-- Exercice écrit A --
D'après le texte sur les fonds euro, à quel taux le livret A est-il passé en février 2023 ?
-- Exercice écrit B --
Indiquez si chaque affirmation concorde avec le texte sur les fonds euro. Répondez par oui ou non et citez les mots du texte qui tranchent. (i) Le livret A était rémunéré à 1 % à compter du 1er août 2022. (ii) Le Crédit Agricole a relevé le rendement de son fonds euro de 1,25 point. (iii) Les rendements des assureurs cités proviennent de la Banque de France.
**** Texte à lire ****
Fonds euro: hausse des rendements
De plus, les hausses successives du taux de rendement du livret A au cours de l’année 2022 (rémunération à 0,5% en janvier puis 1% le 1er février et 2% le 1er août) puis en février 2023 (passage à 3%) laissent présager de nouvelles augmentations de la collecte dans les prochaines publications de la Banque de France.
Dans ce contexte, et même si les objectifs d’épargne sont différents entre des placements de long terme tels que l’assurance vie et des placements de type « encaisses de précaution » tels que les livrets à taux réglementés (livrets A, LDD, livrets bleus, CEL, LEP, …), force est de constater que les rendements des premiers sont nettement orientés à la hausse en 2022. En effet, selon l’Argus de l’Assurance, de nombreux assureurs ayant d’ores et déjà publié leurs rendements en 2022, affichent des hausses sensibles de rendement de leurs fonds euro : Crédit Mutuel (+1 point avec un taux servi compris entre 2,1% et 2,25%), Crédit Agricole (+1,25 point avec un taux servi compris entre 1,9% et 2,45%), BNP Paribas (+0,9 point avec un taux servi à 2%). Quant aux associations d’épargnant (Afer et Gaipare), elles suivent également le même mouvement avec des hausses de respectives de 0,3 et 0,4 point.
**** Ensemble d'items ****
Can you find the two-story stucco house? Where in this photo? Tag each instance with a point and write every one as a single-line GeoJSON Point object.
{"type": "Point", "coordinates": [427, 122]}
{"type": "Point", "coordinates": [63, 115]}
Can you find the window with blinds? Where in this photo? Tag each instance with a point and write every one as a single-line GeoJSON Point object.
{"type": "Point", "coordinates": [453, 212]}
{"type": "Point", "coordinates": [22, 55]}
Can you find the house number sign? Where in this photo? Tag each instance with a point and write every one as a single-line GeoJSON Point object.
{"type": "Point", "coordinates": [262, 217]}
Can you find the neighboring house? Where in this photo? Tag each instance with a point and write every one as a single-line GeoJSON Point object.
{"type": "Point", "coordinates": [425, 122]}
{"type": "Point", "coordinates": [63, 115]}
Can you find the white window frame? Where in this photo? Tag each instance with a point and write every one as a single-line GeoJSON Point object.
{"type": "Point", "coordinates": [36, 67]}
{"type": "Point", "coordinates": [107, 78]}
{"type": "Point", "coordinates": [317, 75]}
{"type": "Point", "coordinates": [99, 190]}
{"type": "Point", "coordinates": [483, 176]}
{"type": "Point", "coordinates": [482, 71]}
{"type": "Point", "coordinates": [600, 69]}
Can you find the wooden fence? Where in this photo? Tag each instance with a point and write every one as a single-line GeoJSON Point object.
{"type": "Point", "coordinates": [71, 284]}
****
-- Corrigé A --
À 3 %.

-- Corrigé B --
(i) Non : « 2% le 1er août ».
(ii) Oui : « Crédit Agricole (+1,25 point avec un taux servi compris entre 1,9% et 2,45%) ».
(iii) Non : « selon l’Argus de l’Assurance ».